▶ **JOB**: Write the next part of the forum thread about filtering a NumPy structured array by date, starting after its final sentence.

▶ **PAGE**:
========
I'm using matplotlib.dates to convert my string dates into date objects thinking it would be easier to manipulate later.
import matplotlib.dates as md
def ConvertDate(datestr):
'''
Convert string date into matplotlib date object
'''
datefloat = md.datestr2num(datestr)
return md.num2date(datefloat)
What I was trying to do was filter my structured array to tell me the index numbers of rows belong to a certain month and/or year
import numpy as np
np.where( data['date'] == 2008 )
I can probably use a lambda function to convert each object into string value like so
lambda x: x.strftime('%Y')
to compare each item but I dont know where to put this lambda function into np.where or if its even possible.
Any ideas? Or is there some better way to do this?
After a lot of error messages, I think I found an answer to my own question.
[ x for x in range(len(data)) if data['date'][x].year == 2008 ]
I did a list comprehension to return the indexes of the structured array that matched a query. I also included #hayden's suggestion to use .year instead of strftime() Maybe numpy.where() is still faster but this suits my needs right now.
========
Raw records
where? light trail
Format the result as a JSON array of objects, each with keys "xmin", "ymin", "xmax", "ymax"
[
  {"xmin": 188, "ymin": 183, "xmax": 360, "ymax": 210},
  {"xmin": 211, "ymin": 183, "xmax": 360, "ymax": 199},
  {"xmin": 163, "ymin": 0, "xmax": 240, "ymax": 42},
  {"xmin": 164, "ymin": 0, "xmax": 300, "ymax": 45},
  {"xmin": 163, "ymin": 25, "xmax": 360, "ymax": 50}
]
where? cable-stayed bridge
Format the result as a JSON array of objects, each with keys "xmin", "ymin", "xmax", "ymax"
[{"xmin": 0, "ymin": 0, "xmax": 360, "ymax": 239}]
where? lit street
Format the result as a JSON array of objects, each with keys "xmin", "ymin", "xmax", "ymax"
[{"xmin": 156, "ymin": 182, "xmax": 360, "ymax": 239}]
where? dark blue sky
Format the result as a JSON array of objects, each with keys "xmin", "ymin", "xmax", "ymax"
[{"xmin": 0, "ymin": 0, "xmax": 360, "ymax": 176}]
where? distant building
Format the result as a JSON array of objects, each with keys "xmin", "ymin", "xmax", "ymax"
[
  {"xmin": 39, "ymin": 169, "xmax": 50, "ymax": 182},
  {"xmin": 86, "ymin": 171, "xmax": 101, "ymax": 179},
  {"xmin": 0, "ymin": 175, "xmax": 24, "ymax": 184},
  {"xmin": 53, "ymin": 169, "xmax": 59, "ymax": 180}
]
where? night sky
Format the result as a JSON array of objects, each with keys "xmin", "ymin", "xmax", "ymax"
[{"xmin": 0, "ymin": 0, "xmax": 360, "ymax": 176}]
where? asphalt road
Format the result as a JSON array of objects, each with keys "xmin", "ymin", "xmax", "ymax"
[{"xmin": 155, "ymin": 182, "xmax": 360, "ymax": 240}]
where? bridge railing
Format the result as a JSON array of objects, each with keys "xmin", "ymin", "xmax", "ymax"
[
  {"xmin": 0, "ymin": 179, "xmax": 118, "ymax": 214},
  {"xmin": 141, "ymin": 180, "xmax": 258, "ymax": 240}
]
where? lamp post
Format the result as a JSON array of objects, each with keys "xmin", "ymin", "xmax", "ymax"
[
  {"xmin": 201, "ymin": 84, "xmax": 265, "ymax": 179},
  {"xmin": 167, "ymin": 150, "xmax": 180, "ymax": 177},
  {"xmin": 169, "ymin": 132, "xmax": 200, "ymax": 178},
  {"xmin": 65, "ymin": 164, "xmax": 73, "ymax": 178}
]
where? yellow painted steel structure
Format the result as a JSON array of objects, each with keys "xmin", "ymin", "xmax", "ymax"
========
▶ **ANSWER**:
Note: you might as well use datetime's datetime.strptime function:
import datetime
import numpy as np
dt1 = datetime.datetime.strptime('1/2/2012', '%d/%m/%Y')
dt2 = datetime.datetime.strptime('1/2/2011', '%d/%m/%Y')
In [5]: dt1
Out[5]: datetime.datetime(2012, 2, 1, 0, 0)
You can then use numpy.non-zero (to filter your array to the indices of those datetimes where, for example, year is 2012):
a = np.array([dt1, dt2])
b = np.array(map(lambda x: x.year, a))
In [8]: b
Out[8]: array([2012, 2011], dtype=bool)
In [9]: np.nonzero(b==2012)
Out[9]: (array([0]),)
Also, I would suggest looking into pandas which has this functionality built-in (on top of numpy), many more convenience functions (e.g. to_datetime), as well as efficient datetime storage...